Can you reproduce the listing below word for word, every line from first to last?

### [GIVEN DATA]
..........
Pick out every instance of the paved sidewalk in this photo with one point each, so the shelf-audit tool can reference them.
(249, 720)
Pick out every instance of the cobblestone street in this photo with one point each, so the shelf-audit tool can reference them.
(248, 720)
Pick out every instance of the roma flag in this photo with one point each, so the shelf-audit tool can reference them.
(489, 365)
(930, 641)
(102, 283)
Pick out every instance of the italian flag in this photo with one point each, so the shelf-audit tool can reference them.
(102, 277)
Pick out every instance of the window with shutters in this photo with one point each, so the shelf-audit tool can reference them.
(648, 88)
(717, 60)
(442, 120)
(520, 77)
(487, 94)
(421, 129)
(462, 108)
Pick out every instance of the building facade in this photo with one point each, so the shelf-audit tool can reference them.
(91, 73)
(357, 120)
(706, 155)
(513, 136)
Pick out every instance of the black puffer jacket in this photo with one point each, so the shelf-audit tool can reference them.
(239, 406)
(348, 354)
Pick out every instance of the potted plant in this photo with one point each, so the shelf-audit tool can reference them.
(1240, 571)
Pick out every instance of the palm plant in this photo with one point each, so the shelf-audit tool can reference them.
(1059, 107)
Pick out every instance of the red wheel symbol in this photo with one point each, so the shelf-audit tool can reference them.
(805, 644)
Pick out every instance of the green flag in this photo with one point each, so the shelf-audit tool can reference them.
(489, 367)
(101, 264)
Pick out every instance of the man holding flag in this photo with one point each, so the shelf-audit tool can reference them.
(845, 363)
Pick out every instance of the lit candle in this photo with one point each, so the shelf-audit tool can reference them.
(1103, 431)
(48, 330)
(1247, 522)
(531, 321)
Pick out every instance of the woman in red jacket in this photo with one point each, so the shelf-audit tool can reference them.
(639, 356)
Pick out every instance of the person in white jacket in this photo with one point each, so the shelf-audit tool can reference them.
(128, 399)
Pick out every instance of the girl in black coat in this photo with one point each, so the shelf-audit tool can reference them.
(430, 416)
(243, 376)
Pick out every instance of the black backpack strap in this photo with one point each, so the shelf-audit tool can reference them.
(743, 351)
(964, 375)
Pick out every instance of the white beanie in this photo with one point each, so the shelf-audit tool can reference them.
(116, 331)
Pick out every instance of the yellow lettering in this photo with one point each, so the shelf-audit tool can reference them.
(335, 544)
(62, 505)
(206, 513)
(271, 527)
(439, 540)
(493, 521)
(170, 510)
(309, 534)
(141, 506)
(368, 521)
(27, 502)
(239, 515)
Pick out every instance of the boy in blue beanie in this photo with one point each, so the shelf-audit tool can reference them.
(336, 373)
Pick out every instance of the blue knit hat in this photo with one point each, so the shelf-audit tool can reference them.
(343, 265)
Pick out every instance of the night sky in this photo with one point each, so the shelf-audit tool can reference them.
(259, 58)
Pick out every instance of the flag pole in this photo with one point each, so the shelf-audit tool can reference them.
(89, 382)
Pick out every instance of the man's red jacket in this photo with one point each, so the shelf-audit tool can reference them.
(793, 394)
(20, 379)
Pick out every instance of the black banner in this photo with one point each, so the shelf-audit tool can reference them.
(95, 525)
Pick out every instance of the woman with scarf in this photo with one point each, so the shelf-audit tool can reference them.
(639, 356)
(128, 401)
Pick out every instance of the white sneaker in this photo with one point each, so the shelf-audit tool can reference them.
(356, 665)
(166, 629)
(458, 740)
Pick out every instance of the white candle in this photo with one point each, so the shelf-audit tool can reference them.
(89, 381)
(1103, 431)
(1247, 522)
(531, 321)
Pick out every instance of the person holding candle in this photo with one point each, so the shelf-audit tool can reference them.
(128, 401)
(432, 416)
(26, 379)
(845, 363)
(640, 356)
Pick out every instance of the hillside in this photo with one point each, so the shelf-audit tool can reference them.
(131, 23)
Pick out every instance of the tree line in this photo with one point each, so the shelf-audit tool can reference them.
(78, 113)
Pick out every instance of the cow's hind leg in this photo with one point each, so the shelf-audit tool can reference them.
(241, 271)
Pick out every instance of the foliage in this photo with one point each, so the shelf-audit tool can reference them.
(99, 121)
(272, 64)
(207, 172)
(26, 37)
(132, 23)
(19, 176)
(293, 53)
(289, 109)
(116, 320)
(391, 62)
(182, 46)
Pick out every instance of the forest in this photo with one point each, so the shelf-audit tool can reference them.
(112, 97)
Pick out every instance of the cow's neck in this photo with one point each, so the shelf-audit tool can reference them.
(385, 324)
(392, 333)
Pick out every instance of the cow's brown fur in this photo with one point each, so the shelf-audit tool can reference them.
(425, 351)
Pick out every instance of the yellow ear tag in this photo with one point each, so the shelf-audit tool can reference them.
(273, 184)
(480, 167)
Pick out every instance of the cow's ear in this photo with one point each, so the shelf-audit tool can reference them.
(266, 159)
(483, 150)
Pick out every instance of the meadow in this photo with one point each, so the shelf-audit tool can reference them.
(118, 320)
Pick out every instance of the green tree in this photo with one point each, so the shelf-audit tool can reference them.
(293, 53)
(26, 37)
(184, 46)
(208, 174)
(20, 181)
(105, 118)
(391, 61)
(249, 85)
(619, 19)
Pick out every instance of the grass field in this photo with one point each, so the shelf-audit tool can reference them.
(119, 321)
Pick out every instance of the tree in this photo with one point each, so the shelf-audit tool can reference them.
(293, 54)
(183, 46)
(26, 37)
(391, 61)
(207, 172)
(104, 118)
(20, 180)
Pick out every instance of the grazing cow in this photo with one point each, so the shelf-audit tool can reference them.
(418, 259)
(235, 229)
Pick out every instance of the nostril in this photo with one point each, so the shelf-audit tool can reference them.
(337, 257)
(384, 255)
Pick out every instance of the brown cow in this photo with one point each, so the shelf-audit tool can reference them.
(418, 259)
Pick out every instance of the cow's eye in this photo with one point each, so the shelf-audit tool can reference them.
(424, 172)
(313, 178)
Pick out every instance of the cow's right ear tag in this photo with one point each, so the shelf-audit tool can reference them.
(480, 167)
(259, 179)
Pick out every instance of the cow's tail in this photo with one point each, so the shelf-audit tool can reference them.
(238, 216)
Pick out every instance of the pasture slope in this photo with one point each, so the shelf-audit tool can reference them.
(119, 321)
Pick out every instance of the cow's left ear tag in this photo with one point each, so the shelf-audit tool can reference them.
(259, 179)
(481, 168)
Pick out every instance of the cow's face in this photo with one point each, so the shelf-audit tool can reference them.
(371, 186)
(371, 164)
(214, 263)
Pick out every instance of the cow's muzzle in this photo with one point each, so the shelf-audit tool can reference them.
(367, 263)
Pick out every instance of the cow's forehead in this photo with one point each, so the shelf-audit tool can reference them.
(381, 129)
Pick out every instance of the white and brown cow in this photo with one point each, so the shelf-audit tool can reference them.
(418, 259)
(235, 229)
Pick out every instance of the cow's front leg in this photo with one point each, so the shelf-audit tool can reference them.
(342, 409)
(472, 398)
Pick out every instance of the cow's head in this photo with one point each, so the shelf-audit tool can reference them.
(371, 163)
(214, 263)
..........
### [CORRECT RESULT]
Pick out every instance of the paved sidewalk in this photo with one point each, so the shelf-audit tool can reference them.
(249, 720)
Pick out every instance of the cobblestone street in this photo with one point each, so the shelf-audit tool can reference them.
(248, 720)
Pick out every instance of the roma flag in this photo with one point each, so the shelf-audit tool can reference them.
(489, 365)
(930, 641)
(102, 283)
Pick out every instance of the italian flag in this photo with one point each, so the shelf-audit tool can reference them.
(102, 277)
Pick out every instance of the window with shutters in this photo with one point each, so the shelf-audit tool can reference them.
(648, 88)
(717, 60)
(442, 120)
(520, 77)
(487, 94)
(421, 129)
(462, 108)
Pick out every instance of the building facade in this photo with one point each, so the shelf-audit tool can reference them.
(91, 73)
(357, 120)
(706, 155)
(513, 136)
Pick out every instance of the black puffer jacket in this photo with one point each, so the shelf-audit tool can reference them.
(239, 406)
(348, 354)
Pick out every instance of the potted plant in this photo with one point each, so the shelf-audit tool can reference them.
(1240, 571)
Pick out every instance of the palm plant in this photo with one point each, so the shelf-audit tool can reference them.
(1059, 107)
Pick out every instance of the red wheel symbol in this photo with one point each, so the shelf-audit tool can reference them.
(805, 644)
Pick out every instance of the green flag in this photo with one point each, so the shelf-audit tool can reference them.
(489, 367)
(101, 264)
Pick out every instance of the man holding flag in this photo with one point each, so the shelf-audit tool can reference them.
(845, 363)
Pick out every instance of the lit candle in this photo with one point each, so the shelf-audit tool can reference them.
(1103, 431)
(48, 330)
(1247, 522)
(531, 321)
Pick out every instance of the woman in red jacket in this photo with one point each, so the shelf-audit tool can reference them.
(639, 356)
Pick out every instance of the person in white jacket in this photo with one point each, so the shelf-audit tool can reference them.
(128, 399)
Pick out every instance of the girl in black coat in this photo with one point each, so the shelf-audit tool can reference them.
(430, 416)
(243, 376)
Pick out every instance of the black backpack strap in this photo with one point each, so the shelf-audit tool can reference them.
(743, 351)
(964, 375)
Pick out every instance of the white beanie in this photo with one point each, so the shelf-audit tool can reference them.
(116, 331)
Pick out every instance of the yellow lettering in this photo with one point each, so the shelf-audit tool can reference them.
(335, 544)
(62, 505)
(206, 513)
(271, 527)
(439, 540)
(493, 521)
(170, 510)
(309, 534)
(141, 506)
(368, 521)
(27, 502)
(239, 515)
Pick out every instance of the boy in blue beanie in this photo with one point each, so the shelf-audit tool can reference them.
(336, 373)
Pick out every instance of the blue knit hat in this photo with one point each, so the shelf-audit tool can reference them.
(343, 265)
Pick out every instance of the night sky in this photo with one point each, so the shelf-audit tool can reference them.
(259, 58)
Pick out every instance of the flag pole in this photo with one point each, so the shelf-audit tool can reference them.
(89, 382)
Pick out every instance of the man's red jacket in this photo with one point each, so the shelf-audit tool can reference them.
(793, 394)
(20, 379)
Pick out every instance of the black banner in this photo with one point each, so the shelf-audit tool can reference them.
(95, 525)
Pick out every instance of the woman with scarf in this photo with one point each, so the shelf-audit tool can reference them.
(639, 356)
(128, 401)
Pick out every instance of the white sneaker in this photo with one point each, so the shelf-audit tool can reference them.
(356, 665)
(166, 629)
(458, 740)
Pick out every instance of the white candle in this photo with one point each, so the shelf-audit tool can reference them.
(89, 381)
(1103, 431)
(1247, 522)
(531, 321)
Pick out every instance of the person holding candle in this photo with one point each, so the shelf-audit tool can reference them.
(128, 401)
(432, 416)
(26, 379)
(845, 363)
(640, 356)
Pick out every instance of the hillside in this photo with one point each, so the shelf-audit tool can reference them.
(131, 23)
Pick out every instance of the tree line in this photo with one point each, so the shelf-audit tool can reference them.
(78, 113)
Pick out every instance of the cow's hind leg in this photo with one point each, so the shelf-audit tool can reference them.
(241, 271)
Pick out every instance of the foliage in this photo with one point each, so the shelf-audit tool can reference them.
(99, 121)
(272, 64)
(207, 172)
(26, 37)
(132, 23)
(19, 176)
(293, 53)
(289, 109)
(116, 320)
(391, 62)
(182, 46)
Pick out every instance of the forest in this photo with one point each, so the shelf-audit tool can reference them.
(112, 97)
Pick out every instance of the cow's neck in this photo with one point each, so the shelf-audit tool can reference them.
(385, 324)
(392, 333)
Pick out every instance of the cow's brown fur in this photo with one point each, so the shelf-audit tool can reference them.
(425, 351)
Pick out every instance of the yellow ear tag in this photo with one point each, so the shelf-audit tool can reference them.
(273, 184)
(480, 167)
Pick out every instance of the cow's ear in this photo with one point each, so the shelf-audit tool can reference them.
(266, 159)
(483, 150)
Pick out every instance of the meadow in this photo with one point each, so the shelf-audit tool can reference them.
(118, 320)
Pick out every instance of the green tree in this photo with one point each, so the shelf-audit tool can reference them.
(293, 53)
(26, 37)
(184, 46)
(208, 174)
(20, 181)
(105, 118)
(391, 61)
(249, 85)
(619, 19)
Pick out every instance of the grass field in this photo with one point each, so the shelf-audit tool can reference them.
(119, 321)
Pick out every instance of the tree in this photo with one point each, so the shelf-audit tool can reference them.
(293, 54)
(183, 46)
(26, 37)
(391, 61)
(207, 172)
(104, 118)
(20, 180)
Pick out every instance of the grazing cow in this photo with one point each, so the shelf-audit tool can reference them.
(418, 259)
(235, 229)
Pick out every instance of the nostril in this photo with one point each, so the shelf-audit tool can reference them.
(337, 257)
(384, 255)
Pick out every instance of the brown cow in this photo with one point each, so the shelf-audit tool can reference them.
(418, 259)
Pick out every instance of the cow's eye in this photo with one point each, so the shelf-audit tool can reference them.
(424, 172)
(313, 178)
Pick out every instance of the cow's right ear tag in this photo with one point each, so the shelf-audit tool can reference them.
(480, 167)
(259, 179)
Pick out every instance of the cow's tail in this photo with one point each, so the shelf-audit tool can reference them.
(238, 216)
Pick out every instance of the pasture slope in this photo with one point each, so the shelf-audit tool can reference them.
(119, 321)
Pick out every instance of the cow's left ear tag in this photo with one point each, so the shelf-audit tool can reference them.
(259, 179)
(481, 168)
Pick out every instance of the cow's face in this photo with one point each, so the shelf-audit tool can reference them.
(371, 186)
(371, 164)
(214, 263)
Pick out every instance of the cow's muzzle in this photo with one point each, so the shelf-audit tool can reference them.
(367, 263)
Pick out every instance of the cow's forehead in this photo with one point each, so the shelf-audit tool can reference them.
(381, 129)
Pick out every instance of the white and brown cow in this photo with one point each, so the shelf-audit tool can reference them.
(418, 259)
(235, 229)
Pick out every instance of the cow's front leg in this photo with one point each, so the shelf-audit tool can reference them.
(342, 409)
(472, 398)
Pick out every instance of the cow's head in this photo with one point each, so the shelf-audit tool can reference them.
(371, 163)
(214, 263)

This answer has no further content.